> **TASK OBJECTIVE**
When the word "part" shows up in a line of the data below, copy that whole line.
++++++++
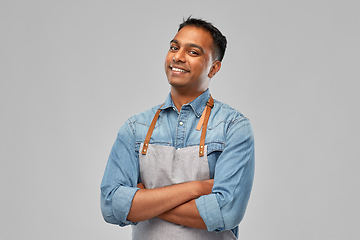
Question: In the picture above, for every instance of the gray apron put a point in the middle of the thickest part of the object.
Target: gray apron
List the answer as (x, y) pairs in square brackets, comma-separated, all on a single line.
[(163, 166)]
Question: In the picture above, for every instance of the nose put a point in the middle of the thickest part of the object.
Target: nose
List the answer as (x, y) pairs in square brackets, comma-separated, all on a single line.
[(179, 56)]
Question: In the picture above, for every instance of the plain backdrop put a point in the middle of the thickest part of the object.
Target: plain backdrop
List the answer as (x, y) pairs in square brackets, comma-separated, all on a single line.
[(72, 72)]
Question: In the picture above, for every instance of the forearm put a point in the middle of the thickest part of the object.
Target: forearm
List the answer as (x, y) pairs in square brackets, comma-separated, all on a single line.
[(186, 214), (149, 203)]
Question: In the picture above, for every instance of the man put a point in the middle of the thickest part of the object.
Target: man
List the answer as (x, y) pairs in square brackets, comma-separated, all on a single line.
[(183, 170)]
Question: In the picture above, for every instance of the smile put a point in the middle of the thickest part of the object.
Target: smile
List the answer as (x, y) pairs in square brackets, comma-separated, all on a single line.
[(178, 70)]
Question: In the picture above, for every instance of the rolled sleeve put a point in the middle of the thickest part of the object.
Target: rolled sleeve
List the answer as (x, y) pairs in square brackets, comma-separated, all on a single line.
[(209, 211), (225, 207)]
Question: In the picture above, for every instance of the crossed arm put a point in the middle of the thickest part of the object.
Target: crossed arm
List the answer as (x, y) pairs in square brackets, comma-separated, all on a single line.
[(175, 203)]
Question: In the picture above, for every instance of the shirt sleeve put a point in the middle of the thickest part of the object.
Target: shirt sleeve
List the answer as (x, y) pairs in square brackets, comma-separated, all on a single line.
[(225, 207), (119, 183)]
++++++++
> **COMPLETED EXERCISE**
Question: In the picture above, for every instance of the gray apron put a point in the middle of the thickest part of the object.
Question: In the picture above, for every instance of the nose put a point in the middle of the thickest part of the object.
Question: In the picture above, for every instance of the plain backdrop put a point in the middle of the thickest part of the object.
Question: In the picture above, for every instance of the forearm put a point in the middle of the thickest part of the object.
Question: In the picture above, for every instance of the man put a point in the middle of the thickest part of the object.
Question: In the picture above, for every instance of the smile put a point in the middle of the thickest part of the object.
Question: In the picture above, for every instance of the rolled sleeve put a point in the middle of the thickest part of the object.
Question: In the picture above, for every instance of the crossed arm put a point in the middle of the thickest part of the object.
Question: In the picture above, for every instance of the shirt sleeve put a point in the middle of the thickest part of the object.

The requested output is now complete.